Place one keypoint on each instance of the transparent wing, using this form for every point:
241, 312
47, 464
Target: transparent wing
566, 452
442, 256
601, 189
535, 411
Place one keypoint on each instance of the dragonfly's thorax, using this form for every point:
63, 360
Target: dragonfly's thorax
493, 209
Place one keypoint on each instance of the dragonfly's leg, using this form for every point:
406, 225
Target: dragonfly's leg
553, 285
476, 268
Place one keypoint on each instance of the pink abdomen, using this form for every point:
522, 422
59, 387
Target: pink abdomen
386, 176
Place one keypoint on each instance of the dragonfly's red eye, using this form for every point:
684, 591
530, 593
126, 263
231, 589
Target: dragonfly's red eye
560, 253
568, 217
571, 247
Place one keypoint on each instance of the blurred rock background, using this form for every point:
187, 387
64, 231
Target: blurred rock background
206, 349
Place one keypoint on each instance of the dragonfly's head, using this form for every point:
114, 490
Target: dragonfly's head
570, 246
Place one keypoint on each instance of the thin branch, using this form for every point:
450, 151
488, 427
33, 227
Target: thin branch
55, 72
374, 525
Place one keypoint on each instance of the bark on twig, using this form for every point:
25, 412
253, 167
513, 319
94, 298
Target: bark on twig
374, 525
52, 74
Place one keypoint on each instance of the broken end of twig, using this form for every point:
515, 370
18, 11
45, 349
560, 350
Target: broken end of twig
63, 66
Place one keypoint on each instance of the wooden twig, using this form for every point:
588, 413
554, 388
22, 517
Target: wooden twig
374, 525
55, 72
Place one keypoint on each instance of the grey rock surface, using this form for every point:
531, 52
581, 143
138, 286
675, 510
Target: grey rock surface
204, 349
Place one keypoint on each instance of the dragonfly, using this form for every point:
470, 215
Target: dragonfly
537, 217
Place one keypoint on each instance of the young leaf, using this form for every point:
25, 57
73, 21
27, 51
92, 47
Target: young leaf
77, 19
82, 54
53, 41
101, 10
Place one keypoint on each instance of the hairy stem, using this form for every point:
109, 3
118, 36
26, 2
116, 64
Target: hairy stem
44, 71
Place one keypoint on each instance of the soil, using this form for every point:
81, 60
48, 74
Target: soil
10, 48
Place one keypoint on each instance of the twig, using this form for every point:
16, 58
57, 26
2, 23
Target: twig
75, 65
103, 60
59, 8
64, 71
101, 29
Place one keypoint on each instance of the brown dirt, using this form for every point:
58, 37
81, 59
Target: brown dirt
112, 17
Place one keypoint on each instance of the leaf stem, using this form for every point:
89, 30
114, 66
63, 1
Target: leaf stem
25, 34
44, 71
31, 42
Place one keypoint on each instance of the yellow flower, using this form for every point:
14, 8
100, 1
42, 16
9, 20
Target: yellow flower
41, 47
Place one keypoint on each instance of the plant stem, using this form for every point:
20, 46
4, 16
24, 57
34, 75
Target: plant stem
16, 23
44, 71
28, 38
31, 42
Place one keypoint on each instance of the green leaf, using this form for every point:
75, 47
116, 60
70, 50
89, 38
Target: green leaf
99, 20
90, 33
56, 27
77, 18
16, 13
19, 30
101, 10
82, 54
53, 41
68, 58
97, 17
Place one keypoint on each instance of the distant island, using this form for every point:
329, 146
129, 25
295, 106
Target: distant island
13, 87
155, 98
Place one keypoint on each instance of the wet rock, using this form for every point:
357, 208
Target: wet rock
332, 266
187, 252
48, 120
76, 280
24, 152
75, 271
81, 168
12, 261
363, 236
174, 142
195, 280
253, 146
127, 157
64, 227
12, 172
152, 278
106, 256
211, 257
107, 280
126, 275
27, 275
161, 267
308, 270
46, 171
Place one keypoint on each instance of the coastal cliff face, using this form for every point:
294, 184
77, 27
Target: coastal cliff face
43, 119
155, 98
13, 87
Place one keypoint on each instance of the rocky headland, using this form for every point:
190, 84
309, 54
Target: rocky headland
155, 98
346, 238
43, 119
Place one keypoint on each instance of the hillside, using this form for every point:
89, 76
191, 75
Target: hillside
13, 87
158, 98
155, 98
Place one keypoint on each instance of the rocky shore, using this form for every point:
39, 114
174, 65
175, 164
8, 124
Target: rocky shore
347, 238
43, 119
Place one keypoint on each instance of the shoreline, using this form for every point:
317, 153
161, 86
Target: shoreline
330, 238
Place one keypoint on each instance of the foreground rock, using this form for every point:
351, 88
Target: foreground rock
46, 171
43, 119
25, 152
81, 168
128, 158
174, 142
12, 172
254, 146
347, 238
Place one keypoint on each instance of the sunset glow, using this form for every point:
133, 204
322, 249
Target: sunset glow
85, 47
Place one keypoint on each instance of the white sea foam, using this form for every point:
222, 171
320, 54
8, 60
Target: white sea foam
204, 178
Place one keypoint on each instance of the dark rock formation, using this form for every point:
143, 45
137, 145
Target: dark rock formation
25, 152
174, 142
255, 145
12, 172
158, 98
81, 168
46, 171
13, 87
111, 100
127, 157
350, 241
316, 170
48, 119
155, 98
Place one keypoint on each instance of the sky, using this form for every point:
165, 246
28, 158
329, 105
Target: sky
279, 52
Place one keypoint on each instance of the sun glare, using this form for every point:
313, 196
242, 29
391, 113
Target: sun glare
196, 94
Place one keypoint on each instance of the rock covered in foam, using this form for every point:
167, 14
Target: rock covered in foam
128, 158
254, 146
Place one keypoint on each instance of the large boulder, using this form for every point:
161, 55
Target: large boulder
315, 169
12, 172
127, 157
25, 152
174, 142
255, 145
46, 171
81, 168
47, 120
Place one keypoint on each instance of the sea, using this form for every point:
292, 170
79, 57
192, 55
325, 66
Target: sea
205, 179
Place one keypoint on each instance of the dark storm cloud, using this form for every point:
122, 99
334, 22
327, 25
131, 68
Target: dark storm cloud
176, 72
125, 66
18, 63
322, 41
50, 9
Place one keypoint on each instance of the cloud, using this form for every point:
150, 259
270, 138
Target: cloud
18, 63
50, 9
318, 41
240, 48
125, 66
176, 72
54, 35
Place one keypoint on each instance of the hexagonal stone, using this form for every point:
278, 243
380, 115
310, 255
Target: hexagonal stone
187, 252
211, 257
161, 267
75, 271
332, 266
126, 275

■ ■ ■

» WHAT THIS TASK INVOLVES: Swap "keypoint" for "marker" everywhere in the material above, and write it all out again with nothing else changed.

» TASK SOLUTION:
Place one marker on each instance of the transparent wing, using this form for every point:
241, 312
47, 464
Target: transparent wing
566, 452
442, 256
601, 189
535, 411
Place one marker on each instance of the dragonfly's thorax, using this form for every point:
63, 360
Target: dragonfly's thorax
493, 209
Place one marker on each instance of the dragonfly's leg, using this form for every point:
406, 225
Target: dragonfly's leg
553, 285
476, 268
Place one marker on each instance of the pink abdomen, using this form for every point:
522, 422
59, 387
Target: pink abdomen
386, 176
Place one marker on each instance of the dragonfly's red eye, using this form for every point:
684, 591
530, 593
126, 263
231, 589
Target: dragonfly's red eye
560, 253
568, 217
571, 247
Place one marker on each instance of the blurred rock background, using this form for every point:
187, 387
64, 231
Target: blurred rock background
206, 349
Place one marker on each instance of the dragonfly's head, using this form for every point:
114, 490
Target: dragonfly's head
570, 246
Place one marker on each instance of the thin branch, using this form for every point:
450, 151
488, 427
33, 227
Target: thin branch
55, 72
374, 525
Place one marker on each instance of the bark on twig, using this form for every point:
25, 412
253, 167
513, 319
94, 298
Target: bark on twig
374, 525
52, 74
Place one marker on each instance of the broken end of twig, using this form for every point:
515, 370
18, 11
45, 349
560, 350
Target: broken end of twig
63, 66
Place one marker on each instance of the wooden twig, using this form for every point:
588, 413
554, 388
22, 517
Target: wooden twig
374, 525
55, 72
Place one marker on each instance of the grey rock surface, using this form for every point:
531, 52
581, 143
138, 286
675, 510
Target: grey rock surface
204, 349
Place one marker on each instance of the dragonfly, using this form for every point:
470, 215
Target: dragonfly
537, 217
Place one marker on each instance of the young leaf, using this form for every point:
25, 57
73, 21
27, 51
92, 47
Target: young leaf
77, 19
82, 54
53, 41
101, 10
Place one marker on each instance of the hairy stem, using this form for every point:
109, 3
118, 36
26, 2
116, 64
Target: hairy stem
44, 71
Place one marker on each instance of the soil, using this form for every point:
81, 60
48, 74
Target: soil
10, 48
Place one marker on each instance of the twig, using this form for every point:
16, 58
57, 26
2, 23
Target: twig
75, 65
103, 60
59, 8
64, 71
101, 29
Place one marker on each instance of the brown dirt, using this form for every point:
58, 37
81, 59
Target: brown dirt
112, 17
Place one marker on each instance of the leaf stem, using this form for every point:
89, 30
114, 66
63, 1
Target: leaf stem
25, 34
44, 71
31, 42
Place one marker on each instance of the yellow flower, using this form for every point:
14, 8
100, 1
42, 16
9, 20
Target: yellow flower
41, 47
Place one marker on each instance of the plant stem, using this form for every point:
20, 46
4, 16
24, 57
34, 75
Target: plant stem
16, 23
44, 71
28, 38
31, 42
Place one marker on each instance of the green leaf, using this form for every point:
75, 47
116, 60
70, 50
89, 38
Target: green leaf
99, 20
90, 33
56, 27
77, 18
16, 13
19, 30
101, 10
82, 54
53, 41
68, 58
97, 17
Place one marker on each instance of the distant island, using this form for every point:
329, 146
129, 25
295, 106
Target: distant island
13, 87
155, 98
Place one marker on each instance of the wet rock, using this form for every point:
357, 208
Target: wet rock
332, 266
187, 252
48, 120
76, 280
24, 152
75, 271
81, 168
12, 261
363, 236
174, 142
195, 280
253, 146
127, 157
64, 227
12, 172
152, 278
106, 256
211, 257
107, 280
126, 275
27, 275
161, 267
308, 270
46, 171
Place one marker on each instance of the coastal cliff face, using this form for every point:
294, 184
77, 27
Target: coastal cliff face
43, 119
155, 98
13, 87
Place one marker on each instance of the rocky headland, using this form for every point:
190, 84
309, 54
Target: rocky headland
155, 98
346, 238
43, 119
Place one marker on each instance of the hillside, using this form for every point:
89, 76
191, 75
Target: hillside
13, 87
158, 98
155, 98
Place one marker on each instance of the rocky shore, using this form for every point:
39, 114
174, 65
175, 164
8, 124
Target: rocky shore
347, 238
43, 119
Place one marker on each instance of the shoreline, using this form for every point:
317, 153
161, 86
Target: shoreline
330, 238
Place one marker on each instance of the foreground rock, using this form for every point:
351, 88
Target: foreground rock
46, 171
43, 119
25, 152
81, 168
128, 158
174, 142
12, 172
254, 146
347, 238
Place one marker on each instance of the sunset glow, using this form for every point:
133, 204
322, 249
Target: sunset glow
85, 47
Place one marker on each instance of the white sea foam, using this form for every point:
222, 171
320, 54
8, 60
Target: white sea foam
204, 178
Place one marker on each instance of the dark rock formation, using this form for every point:
143, 45
137, 145
Target: dark rock formation
25, 152
174, 142
255, 145
12, 172
158, 98
81, 168
46, 171
13, 87
111, 100
127, 157
350, 241
316, 170
48, 119
155, 98
Place one marker on each instance of the sky, using this form for every point:
165, 246
28, 158
329, 105
Target: sky
279, 52
Place one marker on each instance of the sun glare, using this form for every point:
313, 196
242, 29
391, 113
Target: sun glare
196, 94
Place one marker on each instance of the rock covered in foam, using this form for every point:
167, 14
Target: rock covered in foam
128, 158
254, 146
Place one marker on each instance of the large boulder, using this form for every point:
161, 55
Target: large boulder
315, 169
12, 172
127, 157
25, 152
174, 142
255, 145
46, 171
81, 168
47, 120
Place one marker on each instance of the sea, using this form for every point:
292, 170
79, 57
192, 55
325, 66
Target: sea
205, 179
Place one marker on each instance of the dark storm cloud, using this form for every point:
122, 99
334, 22
327, 25
131, 68
Target: dark storm cloud
176, 72
125, 66
18, 63
322, 41
50, 9
Place one marker on each instance of the cloud, using this form for every point:
150, 259
270, 138
Target: cloud
18, 63
50, 9
318, 41
240, 48
125, 66
176, 72
54, 35
Place one marker on each instance of the hexagonal stone, using this form for every point:
278, 243
380, 115
310, 255
Target: hexagonal stone
187, 252
211, 257
161, 267
75, 271
332, 266
126, 275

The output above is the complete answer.